= Page text =
____________________

- Sep 12th, 2025 Code released on GitHub!
- Sep 4th, 2025 Dataset released on GitHub!
- May 5th, 2025 Paper released on arXiv!
- Feb. 26th, 2025 Paper accepted to CVPR 2025!
- Paper release
- Benchmark dataset release
- Code release
- Extended benchmark dataset & result release
This repository provides the official implementation for the CVPR 2025 paper "Improving Editability in Image Generation with Layer-wise Memory." The method enhances editability in image generation using a layer-wise memory approach integrated with the PixArt-alpha pipeline. The code includes an interactive Gradio demo for inpainting and evaluation scripts using CLIP and LLAVA metrics on a multi-edit benchmark dataset.
Key features:
- Layer-wise inpainting with custom memory for improved object editing.
- Support for cross-attention masking and multi-query disentanglement.
- Evaluation on a custom benchmark with metrics like CLIP score, BLEU, METEOR, and ROUGE.
- Python 3.8 or higher
- CUDA-enabled GPU (for faster inference and evaluation)
- Git
-
Clone the repository:
git clone https://github.com/carpedkm/improving-editability.git cd improving-editability -
Create and activate a virtual environment (recommended):
conda create -n editability python=3.12 -y conda activate editability
-
Install dependencies from
requirements.txt:pip install -r requirements.txt
-
Install custom dependencies:
- Diffusers (from custom fork):
cd diffusers pip install -e . cd ..

____________________

= Given data =
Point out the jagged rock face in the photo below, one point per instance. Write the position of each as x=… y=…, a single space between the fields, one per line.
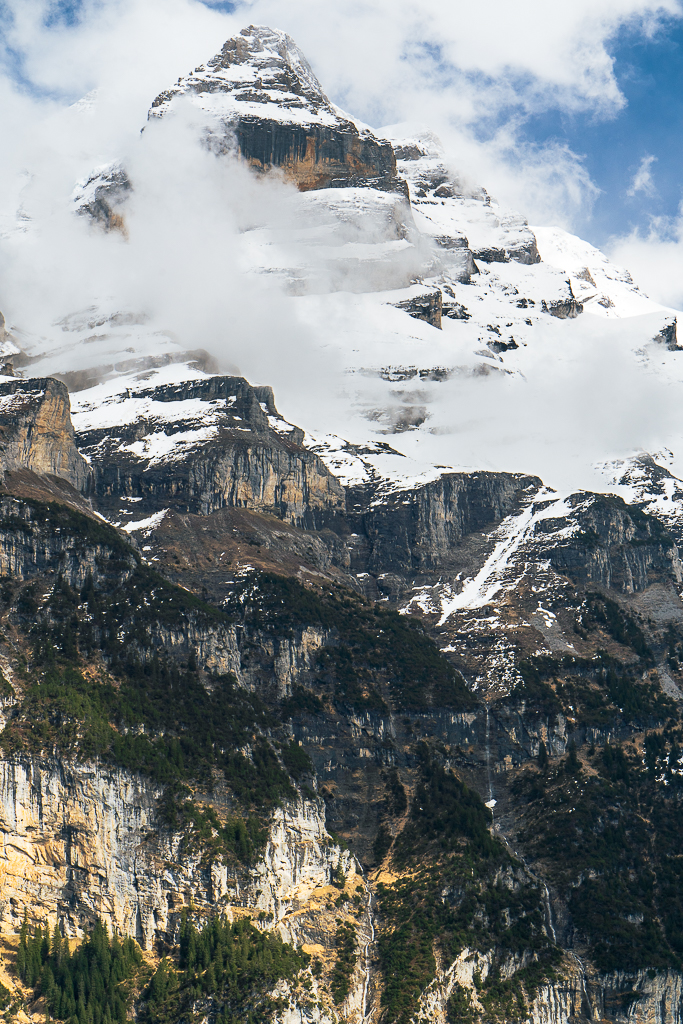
x=615 y=546
x=81 y=842
x=102 y=196
x=427 y=307
x=205 y=445
x=267 y=103
x=36 y=430
x=421 y=529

____________________

= What you are asked to do =
Answer these questions from the repository page text, one answer per line:
(a) On what date was the paper accepted to CVPR 2025?
(b) With which pipeline is the layer-wise memory approach integrated?
(c) What is the minimum Python version listed?

= Task solution =
(a) Feb. 26th, 2025
(b) PixArt-alpha
(c) Python 3.8